● TEXT FOR ANALYSIS:

• • • • • • •

She works with area youth and has the chance to develop programs, like the Girls Empowerment Zone. From both her work and personal experience, Newsom saw statistics matched her thoughts on needed mentorship for young girls, particularly those in middle school.
According to Newsom's research, statistics show young people who have no positive figure of the same gender are statistically more likely to feel suicidal than those who do. In total, more than a third of youngsters — 34 percent — admitted to having felt suicidal at some point, but this figure rose to 42 percent for those without a positive figure in their lives. In addition, out of 2,170 16-25 year olds, research revealed one in three young men and almost a quarter of young women have no positive figure to look up to. This was likely to have an impact on their mental well-being and outlook on life, Newsom found in her research.
A Girl Scout research institute survey found more young African-American girls aspire to be leaders compared to any other group — 53 percent compared to 50 percent of Hispanic and 34 percent of Caucasian girls. Yet, by the time they reach high school, just 11 percent of African-American girls were still nursing those dreams.
"The statistics for teenage pregnancy, school dropout and early sexual activity is at an all-time high. Providing these young women with support and education they need to prevent these hurdles from arising gives them a better chance at reaching and finishing college and venturing into the career world as successful women," Newsom said.
Newsom said middle school children are the ones that especially fall through the cracks.
"You have organizations and community programs at the elementary schools and in your high school. Now, your middle schools are hit it or miss it," she said. "It is also where those behavior issues start to form, as well as self-esteem, confidence and identity issues that continue to shape and form and will continue for the rest of their lives if they don't have someone walking alongside of them to give them those positive affirmations and that correction when needed."
Newsom knew action was needed and approached her supervisor with the concept of the Girls Empowerment Zone. The program's mission is to provide girls a safe environment to grow to become tomorrow's effective leaders, compassionate citizens and empowered women in their community. Through intergenerational mentorship, girls, ages 10-14, follow their goals, aspirations and dreams under the guidance of women who have or are finding their own success in life.
To achieve this, Newsom and the Lincoln University Cooperative Extension partnered with the Women's Resource Center to bring this program to Lewis and Clark Middle School.
"The center had young ladies that are still being trained and groomed at college life. This is a perfect way to show young ladies that college ladies are still being shaped, groomed and fine-tuning themselves to be even better with mentoring, as well," she added.
After the first two sessions, Newsom plans for the group to meet to meet twice a month through the end of this school year, learning while enjoying unique activities and, most importantly, having fun.
"We will do a confidence boosting activity called Beauty Behind the Beat, looking internally at ourselves with a mirror exercise. We'll look at stress release (in one activity) and different ways to cope with stress. We'll also talk about cyberbullying and bullying, partnering with the Lincoln University Police Department and other community leaders who will talk with the ladies," Newsom said. "Then we'll launch 'her story,' which is where they will come back to their 2019 goals they started with their vision boards this week. They will then fine tune those goals and how they can progress with those on their own, discovering how to tell their own personal stories. On May 7, we'll have our end of the year celebration."

• • • • • • •

● PROVIDED MATERIAL:
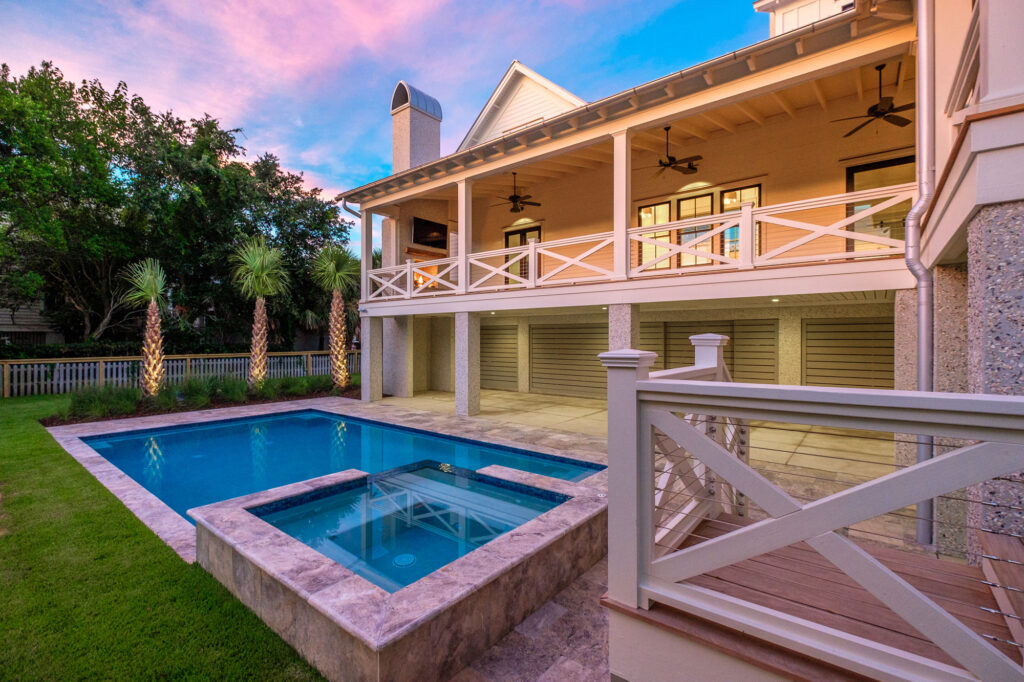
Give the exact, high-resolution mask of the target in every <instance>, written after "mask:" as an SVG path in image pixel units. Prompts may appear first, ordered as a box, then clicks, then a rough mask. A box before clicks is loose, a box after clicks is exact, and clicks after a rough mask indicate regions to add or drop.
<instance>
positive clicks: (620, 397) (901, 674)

• • • • • • •

● WORK REQUEST A:
According to the article on the Girls Empowerment Zone, at which middle school was the program brought in?
● WORK REQUEST B:
Write the next passage of the article on the Girls Empowerment Zone mentoring program, picking up after its final sentence.
The material bears no relation to the article on the Girls Empowerment Zone.

● YOUR RESPONSE A:
Lewis and Clark Middle School.

● YOUR RESPONSE B:
However, the connections made between mentees and mentors will not end there.
"This year, our eight-graders will be graduating and we'll go to those graduations. We can be there for them and be there for their big upcoming life events, staying in touch with them," Newsom added.
Planning to launch the program again in the 2019-20 school year at Lewis and Clark Middle School, Newsom also wants to expand the program to Thomas Jefferson Middle School and Jefferson City's alternative school.
Newsom is taking the Girls Empowerment Zone one step at a time but has already seen the success in the program. While the group was talking about its experience in 2018 and looking ahead to 2019 goals, she heard how the girls and mentors were planning for their futures.
"Listening to the ladies on Tuesday talking about their goals — 'I'm going to get into less fights' and 'I am learning how to control my attitude and anger' — they are getting this now how you can set up to be successful," she said. "Now, they have these women who have gone through the same things helping them as they go through those things. . You have someone rooting for you and holding you accountable. You reach back and pull each other up. That is how we can create a better community and for young ladies growing up in Jefferson City. It starts with a seed and we just see how and where it grows."
Baugh is already impressed by Hunter, saying she is "pretty and funny." Hunter equally is impressed by Baugh, seeing how much she has grown between the first two sessions.
"I have been helping Kelise grow a lot and I see her improving already. Some of the things she was doing the first time, she is now growing from and wants to be better," Hunter said.
Baugh said she enjoyed putting together her vision board with her 2019 goals, adding how she wants to continue her pursuit with basketball and be nicer to others. Her mentor Hunter added a favorite scripture and other important things she feels will have special meaning by being involved in the Girls Empowerment Zone.
"This (board) is more personal to me than my last one because I want to grow as a person, too, while I help these girls," Hunter said. "I feel like everyone needs someone to look up to and everyone needs someone who is a good example of who they can be when they get older and walk that path in their own lives. I am looking forward to seeing how my mentee grows from now through the program."